Click the import button in the Collections sidebar to paste a Postman v2.1 JSON, an OpenAPI 3.x spec, or a cURL command. Flux converts it to a collection automatically.

7
Spin up a mock server

Open the Mock Server tab from the left nav. Add endpoints (method, path, status, body), set a port and click Start. Your local server is live at http://localhost:3001 instantly no Docker, no config files.

8
Run a load test

Open the Load Test tab, set total requests and concurrency, and click Run. Watch the live progress bar and see min / avg / P95 / P99 latency, throughput and error rate the moment the test finishes.


Installation

Available for Windows, macOS and Linux

Download the installer for your platform and run it. No dependencies, no runtime, no administrator rights required on Windows.

Windows Flux_x.x.x_x64-setup.exe
  1. Download the .exe installer from the Releases page.
  2. Run the installer and follow the on-screen prompts.
  3. Flux installs to the user folder, no administrator rights required.
  4. Auto-updates run silently in the background when a new version is available.
macOS Flux_x.x.x_aarch64.dmg / x86_64.dmg
  1. Download the .dmg that matches your chip: aarch64 for Apple Silicon (M1/M2/M3), x86_64 for Intel.
  2. Open the .dmg and drag Flux to the Applications folder.
  3. First launch: right-click Flux in Applications and choose Open to bypass Gatekeeper.
—————
- ASSIGNMENT -
Can you reproduce the Flux instructions word for word, starting at the words that contain "2. Run the installer" and stopping after "to bypass Gatekeeper."?

- RECORDS SUPPLIED -
—————
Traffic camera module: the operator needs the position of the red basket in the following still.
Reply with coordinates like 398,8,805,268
—————
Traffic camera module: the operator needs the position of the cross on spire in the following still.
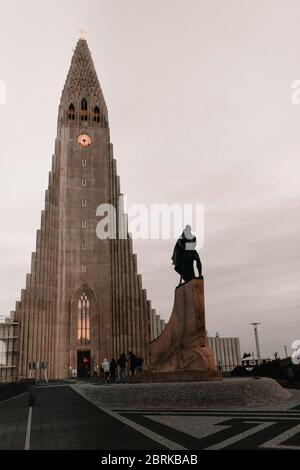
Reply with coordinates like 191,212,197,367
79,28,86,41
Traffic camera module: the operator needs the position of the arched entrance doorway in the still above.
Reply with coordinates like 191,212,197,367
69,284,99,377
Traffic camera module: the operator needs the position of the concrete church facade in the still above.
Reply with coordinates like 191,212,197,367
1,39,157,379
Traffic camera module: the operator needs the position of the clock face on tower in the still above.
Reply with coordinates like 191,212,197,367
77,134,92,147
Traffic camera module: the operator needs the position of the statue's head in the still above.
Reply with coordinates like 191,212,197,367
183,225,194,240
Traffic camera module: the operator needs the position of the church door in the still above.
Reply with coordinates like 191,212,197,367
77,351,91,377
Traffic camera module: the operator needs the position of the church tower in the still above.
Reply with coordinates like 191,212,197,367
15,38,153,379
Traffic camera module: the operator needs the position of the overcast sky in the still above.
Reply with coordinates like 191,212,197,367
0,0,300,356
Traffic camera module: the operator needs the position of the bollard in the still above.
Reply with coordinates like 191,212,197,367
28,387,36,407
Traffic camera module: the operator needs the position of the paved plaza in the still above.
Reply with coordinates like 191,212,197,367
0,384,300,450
—————
- TASK SOLUTION -
2. Run the installer and follow the on-screen prompts.
  3. Flux installs to the user folder, no administrator rights required.
  4. Auto-updates run silently in the background when a new version is available.
macOS Flux_x.x.x_aarch64.dmg / x86_64.dmg
  1. Download the .dmg that matches your chip: aarch64 for Apple Silicon (M1/M2/M3), x86_64 for Intel.
  2. Open the .dmg and drag Flux to the Applications folder.
  3. First launch: right-click Flux in Applications and choose Open to bypass Gatekeeper.